▶ **PROBLEM DETAILS**
Rewrite the rows below, starting at the beginning of the rows and ending at the line that contains "[626,642,776,952]", with both ends included. Keep each request line as it is, but multiply every bounding-box coordinate in the answers by 1.05 and round to whole numbers, halves up, and leave the pictures out.

┄┄┄┄┄┄┄┄┄┄

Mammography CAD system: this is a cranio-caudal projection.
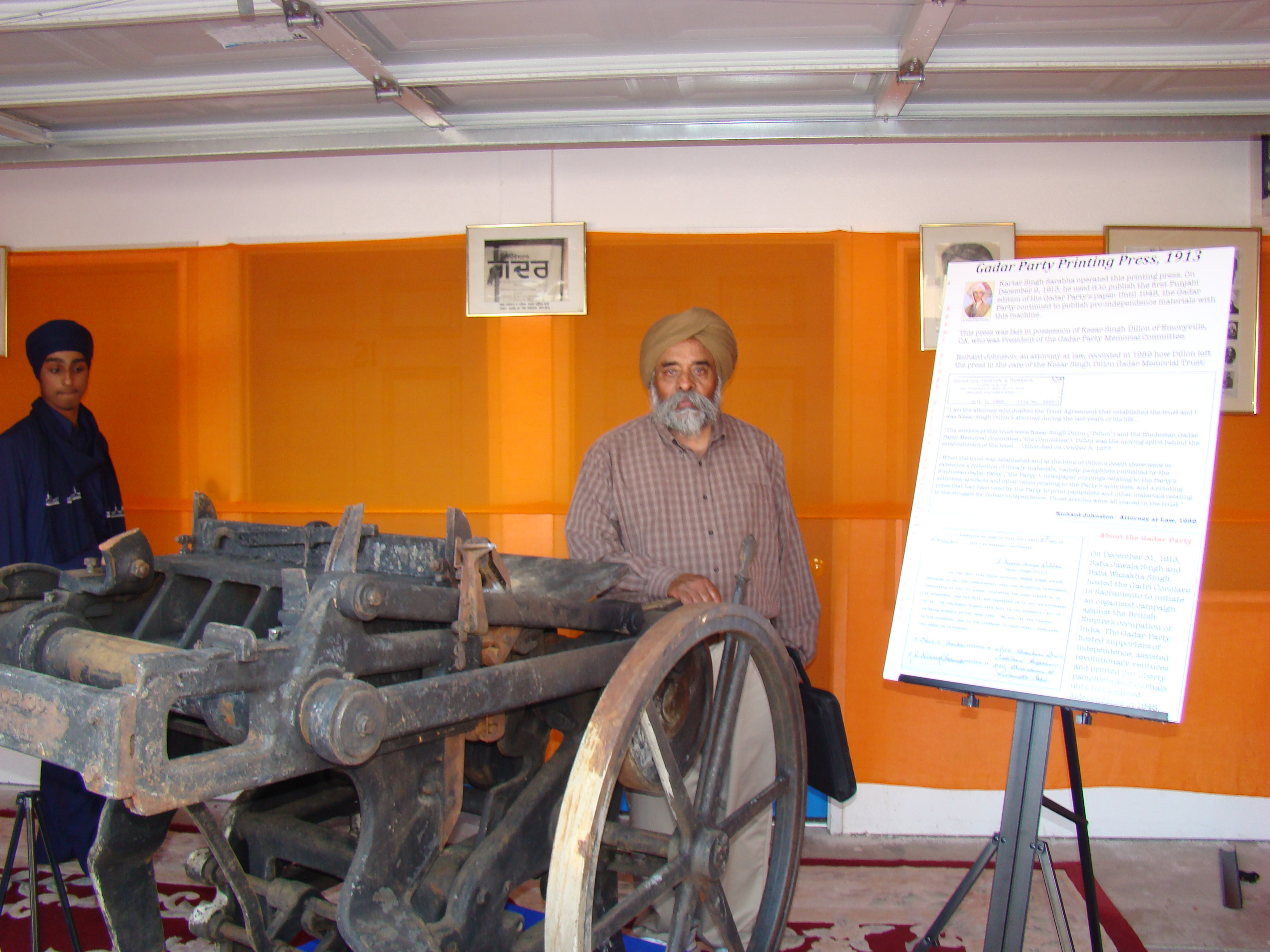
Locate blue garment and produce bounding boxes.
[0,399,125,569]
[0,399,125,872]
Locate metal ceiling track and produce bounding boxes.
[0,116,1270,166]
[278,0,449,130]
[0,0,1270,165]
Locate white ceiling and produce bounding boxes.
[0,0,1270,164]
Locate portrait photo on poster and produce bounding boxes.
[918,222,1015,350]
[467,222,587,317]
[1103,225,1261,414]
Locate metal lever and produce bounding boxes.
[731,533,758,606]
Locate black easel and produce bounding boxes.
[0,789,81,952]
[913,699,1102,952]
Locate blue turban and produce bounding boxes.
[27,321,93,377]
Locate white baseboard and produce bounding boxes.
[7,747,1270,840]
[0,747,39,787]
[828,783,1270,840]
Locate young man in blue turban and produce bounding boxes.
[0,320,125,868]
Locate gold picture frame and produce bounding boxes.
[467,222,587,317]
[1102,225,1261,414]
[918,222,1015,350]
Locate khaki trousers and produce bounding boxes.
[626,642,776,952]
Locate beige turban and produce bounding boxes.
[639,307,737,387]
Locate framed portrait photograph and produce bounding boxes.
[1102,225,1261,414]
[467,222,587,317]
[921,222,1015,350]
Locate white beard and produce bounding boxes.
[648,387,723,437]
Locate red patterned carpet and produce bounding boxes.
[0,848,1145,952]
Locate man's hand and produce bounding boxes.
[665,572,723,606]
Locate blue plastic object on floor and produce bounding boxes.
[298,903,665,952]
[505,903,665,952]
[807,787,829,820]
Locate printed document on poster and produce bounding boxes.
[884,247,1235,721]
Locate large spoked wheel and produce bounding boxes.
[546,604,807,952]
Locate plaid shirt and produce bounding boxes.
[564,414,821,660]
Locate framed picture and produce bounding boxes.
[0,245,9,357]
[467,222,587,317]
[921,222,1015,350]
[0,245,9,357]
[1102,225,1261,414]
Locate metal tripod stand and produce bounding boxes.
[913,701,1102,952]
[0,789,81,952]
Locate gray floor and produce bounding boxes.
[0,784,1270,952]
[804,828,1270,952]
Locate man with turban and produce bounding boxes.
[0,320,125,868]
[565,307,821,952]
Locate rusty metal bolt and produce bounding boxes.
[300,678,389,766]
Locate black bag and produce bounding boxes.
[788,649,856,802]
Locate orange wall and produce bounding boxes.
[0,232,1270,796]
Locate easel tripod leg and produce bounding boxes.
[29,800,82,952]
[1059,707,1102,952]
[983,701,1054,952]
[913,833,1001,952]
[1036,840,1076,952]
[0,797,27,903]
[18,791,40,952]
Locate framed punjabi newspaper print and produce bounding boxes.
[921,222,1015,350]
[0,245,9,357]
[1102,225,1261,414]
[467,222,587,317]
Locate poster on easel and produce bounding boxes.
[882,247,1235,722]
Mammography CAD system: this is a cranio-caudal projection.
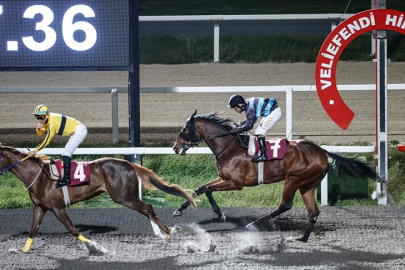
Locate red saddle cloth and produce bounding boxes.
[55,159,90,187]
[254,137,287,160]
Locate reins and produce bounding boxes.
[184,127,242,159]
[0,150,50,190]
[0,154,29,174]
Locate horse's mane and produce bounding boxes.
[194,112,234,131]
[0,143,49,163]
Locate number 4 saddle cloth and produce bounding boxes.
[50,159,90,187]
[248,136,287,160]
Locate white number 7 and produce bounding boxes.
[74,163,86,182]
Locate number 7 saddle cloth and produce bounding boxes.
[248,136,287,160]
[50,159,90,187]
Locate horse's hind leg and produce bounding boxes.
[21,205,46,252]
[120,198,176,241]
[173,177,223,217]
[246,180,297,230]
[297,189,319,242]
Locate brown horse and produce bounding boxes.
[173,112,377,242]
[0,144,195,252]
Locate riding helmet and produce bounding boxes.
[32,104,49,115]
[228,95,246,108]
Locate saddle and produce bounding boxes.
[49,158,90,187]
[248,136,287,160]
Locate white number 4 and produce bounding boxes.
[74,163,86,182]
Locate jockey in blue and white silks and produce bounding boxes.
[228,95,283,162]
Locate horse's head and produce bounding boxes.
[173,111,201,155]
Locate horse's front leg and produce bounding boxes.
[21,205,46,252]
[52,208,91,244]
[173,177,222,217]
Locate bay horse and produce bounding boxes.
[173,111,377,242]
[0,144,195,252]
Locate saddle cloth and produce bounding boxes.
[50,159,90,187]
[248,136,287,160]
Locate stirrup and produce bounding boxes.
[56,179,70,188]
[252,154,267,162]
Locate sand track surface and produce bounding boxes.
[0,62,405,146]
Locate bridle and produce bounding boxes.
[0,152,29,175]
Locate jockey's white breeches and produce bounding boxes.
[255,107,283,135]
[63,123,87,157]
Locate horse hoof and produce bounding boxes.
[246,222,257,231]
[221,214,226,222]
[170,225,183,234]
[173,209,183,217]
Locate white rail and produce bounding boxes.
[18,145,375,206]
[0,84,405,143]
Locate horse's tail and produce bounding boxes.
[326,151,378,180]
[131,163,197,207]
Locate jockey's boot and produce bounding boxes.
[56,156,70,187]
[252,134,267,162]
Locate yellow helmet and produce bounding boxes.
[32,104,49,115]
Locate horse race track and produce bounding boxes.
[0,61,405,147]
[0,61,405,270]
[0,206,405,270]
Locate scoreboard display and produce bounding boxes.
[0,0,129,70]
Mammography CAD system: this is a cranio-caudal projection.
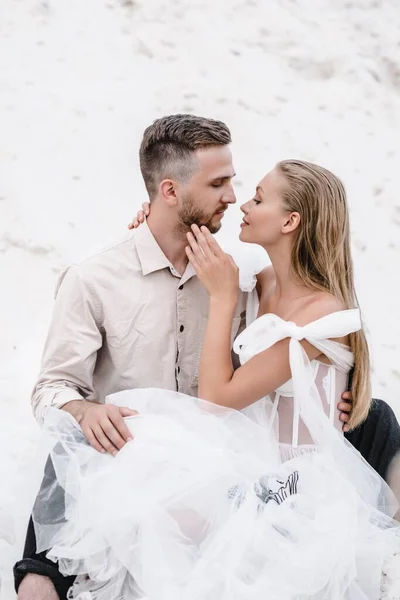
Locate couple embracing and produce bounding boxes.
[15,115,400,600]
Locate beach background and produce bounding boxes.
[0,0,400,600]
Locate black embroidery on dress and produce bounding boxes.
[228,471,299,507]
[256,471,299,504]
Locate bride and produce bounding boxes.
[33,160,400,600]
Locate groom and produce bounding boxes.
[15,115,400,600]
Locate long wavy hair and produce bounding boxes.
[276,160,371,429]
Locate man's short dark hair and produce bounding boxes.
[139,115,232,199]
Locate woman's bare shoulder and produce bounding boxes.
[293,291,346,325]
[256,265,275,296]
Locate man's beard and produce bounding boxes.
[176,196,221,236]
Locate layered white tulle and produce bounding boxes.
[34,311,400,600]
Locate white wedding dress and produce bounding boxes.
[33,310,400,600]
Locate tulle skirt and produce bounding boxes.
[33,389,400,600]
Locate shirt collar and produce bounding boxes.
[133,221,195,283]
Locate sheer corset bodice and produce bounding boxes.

┄┄┄┄┄┄┄┄┄┄

▶ **CORRECT ANSWER**
Mammography CAD system: this is a cranio-caudal projection.
Locate blue garment and produce bounding boxes.
[0,419,131,597]
[0,419,131,916]
Locate metal ceiling track and produce bounding boxes.
[0,122,1334,174]
[292,0,471,137]
[0,0,1334,173]
Locate white ceiling and produce bounding boxes.
[0,0,1334,172]
Locate portrait photo on poster and produce bounding boxes.
[964,233,1066,368]
[490,233,616,333]
[1158,236,1324,435]
Locate metal lever and produce bounding boxes.
[768,560,796,636]
Locate black easel and produce bounding boxes.
[0,828,85,1000]
[959,734,1157,1000]
Locate blue turban and produce bounding boxes.
[28,337,98,396]
Locate white baseboard and produce bounding boxes.
[7,784,1334,882]
[0,784,41,826]
[869,822,1334,882]
Locate young man in blue turban and produce bounding boxes.
[0,336,131,911]
Locate gold picture frame and produce bounding boxes.
[490,233,616,333]
[1157,236,1324,435]
[964,233,1066,368]
Locate khaki trousers and produce bounding boxes.
[657,674,815,1000]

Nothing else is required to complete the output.